REQUIRED TASKS:
A – Condense the paragraph beginning "Most scholars note the unifying function" in the Shostakovich quartet text into a bulleted list that keeps its main facts.
B – Reproduce the passage of the Shostakovich quartet text from "The finale, as" to "the movement’s conclusion.", swapping "triple meter" for "three-beat meter" wherever it occurs.

DOCUMENT:
[BEGIN]
The second movement reflects the straightforward thematic nature of the first, exploring what Sarah Reichardt, author of Composing the Modern Subject: Four String Quartets by Dmitri Shostakovich, describes as “various possible scoring per-mutations allowed by the quartet medium.” Set in a varied rondo form (ABA ‚Äì C ‚Äì ABC) the expected final A section is replaced with a return of the chromatic C theme. The third movement is a passacaglia, a contrapuntal writing style of variations over a repeated bass line found in many Shostakovich works. The bass line is stated initially in the cello with the other instruments entering, one at a time, with each successive bass repetition. The fifth variation introduces a four-note motive whose first three notes repeat the same pitch and descend to the fourth; this will become the accompaniment motive to a subsequent interlude in the passacaglia. Here the first violin performs a soaring melody in G-flat major before the passacaglia bass returns, now doubled in the viola below an ornamented version in the first violin. One final variation follows with fragmented four-note motive statements from the interlude.
The finale, as is often the case with Shostakovich’s works, seems to unite elements from previous movements and even previous works. Its initial theme is in a triple meter like the second movement, and begins with an inverted version of the first movement’s primary them. The secondary theme changes to a quadruple meter, using the same motive in its original form. The first theme returns, setting up a sonata-rondo form followed by a development featuring a return of the passacaglia bass line, a technique heard previously in Shostakovich’s Second Piano Trio and Third String Quartet. The second theme follows, now muted in the viola, and the primary theme closes the quartet, first in a quadruple meter but eventually returning to the original triple meter for the movement’s conclusion.
The most remarkable aspect of the Sixth Quartet is the closing figure used to end all four movements. Celebrated Shostakovich scholar David Fanning notes that the first harmony of this closing figure uses the notes of Shostakovich’s personal motive, DSCH, when the cello changes the chord by moving from A-flat to E-flat. Having appeared for the first time in its more recognizable melodic form two years earlier in the Tenth Symphony, it’s harmonic version in this recurring conclusion adds a hidden personal touch that the composer may have shared with a few close friends (whose public comments on the quartet and this figure seem to hint at this aspect when read in retrospect).
Most scholars note the unifying function this cadence serves and its somewhat conventional harmonic material as another sign of the quartet’s traditional leanings. In Sarah Reichardt’s estimation, the effect of this figure has much more to do with its surrounding material. In the first and second movements, the figure appears after the home key is confirmed, functioning as a tag on the end of the movement in the respective keys of G major and E-flat major. The third movement, in B-flat minor, ends with the same figure but in the original G major, abruptly wrenching the movement back to the quartet’s home key. Likewise, the music at the end of the finale leans toward the key of B, but the conclusion once again yanks the key back to G. Thus, the finishing figure has an unsettling role in the final two movements and further underscores how the lyrical simplicity on surface of this quartet can disguise the many layers beneath it.
Dmitri Shostakovich: String Quartet No. 7 (1960)
[END]
SUPPLIED MATERIAL:
[BEGIN]
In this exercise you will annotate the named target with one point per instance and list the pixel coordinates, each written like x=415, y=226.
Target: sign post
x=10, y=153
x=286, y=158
[END]
EXPECTED ANSWERS:
A –
- Most scholars point to the cadence's unifying function and its somewhat conventional harmony as another sign of the quartet's traditional leanings.
- Sarah Reichardt holds that the figure's effect depends much more on its surrounding material.
- In the first and second movements, the figure comes after the home key is confirmed and serves as a tag in G major and E-flat major, respectively.
- The third movement, in B-flat minor, ends with the figure in the original G major, abruptly pulling the music back to the quartet's home key.
- At the end of the finale, the music leans toward B, but the conclusion again pulls the key back to G.
- In the final two movements, the figure therefore has an unsettling role and shows how the quartet's surface lyrical simplicity can disguise many deeper layers.

B –
The finale, as is often the case with Shostakovich’s works, seems to unite elements from previous movements and even previous works. Its initial theme is in a three-beat meter like the second movement, and begins with an inverted version of the first movement’s primary them. The secondary theme changes to a quadruple meter, using the same motive in its original form. The first theme returns, setting up a sonata-rondo form followed by a development featuring a return of the passacaglia bass line, a technique heard previously in Shostakovich’s Second Piano Trio and Third String Quartet. The second theme follows, now muted in the viola, and the primary theme closes the quartet, first in a quadruple meter but eventually returning to the original three-beat meter for the movement’s conclusion.